> **SELECTED TEXT**:
※ ※ ※

I breathe in the cold. The unusually brittle air of May fills me like helium and I begin to move. I hover down the path that leads me to the edge of the eagle pond. Later, I will be honored by the presence of sand hill cranes and scarlet tanagers, but now frogs in their early juncture create a motion in my ears that repeats like a song from my youth; a tune without memory of lyric. The taste on my tongue is dry and green and surprisingly unsavory, but like fine Bordeaux I want another sip. I bend down to touch the grasses by the pond, and they shudder with the morning cold and wind that wakes them.
You never know how cold you are going to find the trail when you greet it for the first time in May. Wind directions and the movement of the sun can surprise even the best and most experienced hiker. The cold of May has a surprising chill in central Minnesota. May cold is shared by all that live and pass through the refugee, whether they fly, crawl, stride on all fours. or wander in boots. It lies next to the baby eaglets, and gives you a common bond with the gold-winged warbler. May cold covers the bur oak and makes the garter snake slide quickly through the grass to its buried hole. May cold is the preliminary to the finals of spring, as it alerts you to your relationship with the goose or American crow. Surviving May cold is essential for the growth and journey of the wood tick, the mosquito, the bat, and the robin. Taken for granted by generations who were too busy running inside to warm-up by a fire, May cold is essential for life.

※ ※ ※

> **GIVEN DATA**:

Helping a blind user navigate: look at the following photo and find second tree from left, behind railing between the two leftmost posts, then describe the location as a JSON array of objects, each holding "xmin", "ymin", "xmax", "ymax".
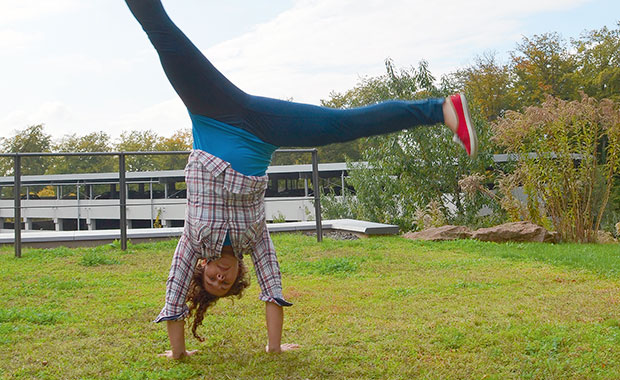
[{"xmin": 47, "ymin": 132, "xmax": 118, "ymax": 174}]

※ ※ ※

> **QUESTIONS**:
• a. Revise the passage about May cold, starting at "I breathe in" and ending at "that wakes them.", so that "Bordeaux" becomes "Burgundy".
• b. According to the passage about May cold, where does the cold of May have a surprising chill?

> **PER-TASK OUTPUTS**:
• a.
I breathe in the cold. The unusually brittle air of May fills me like helium and I begin to move. I hover down the path that leads me to the edge of the eagle pond. Later, I will be honored by the presence of sand hill cranes and scarlet tanagers, but now frogs in their early juncture create a motion in my ears that repeats like a song from my youth; a tune without memory of lyric. The taste on my tongue is dry and green and surprisingly unsavory, but like fine Burgundy I want another sip. I bend down to touch the grasses by the pond, and they shudder with the morning cold and wind that wakes them.

• b. Central Minnesota.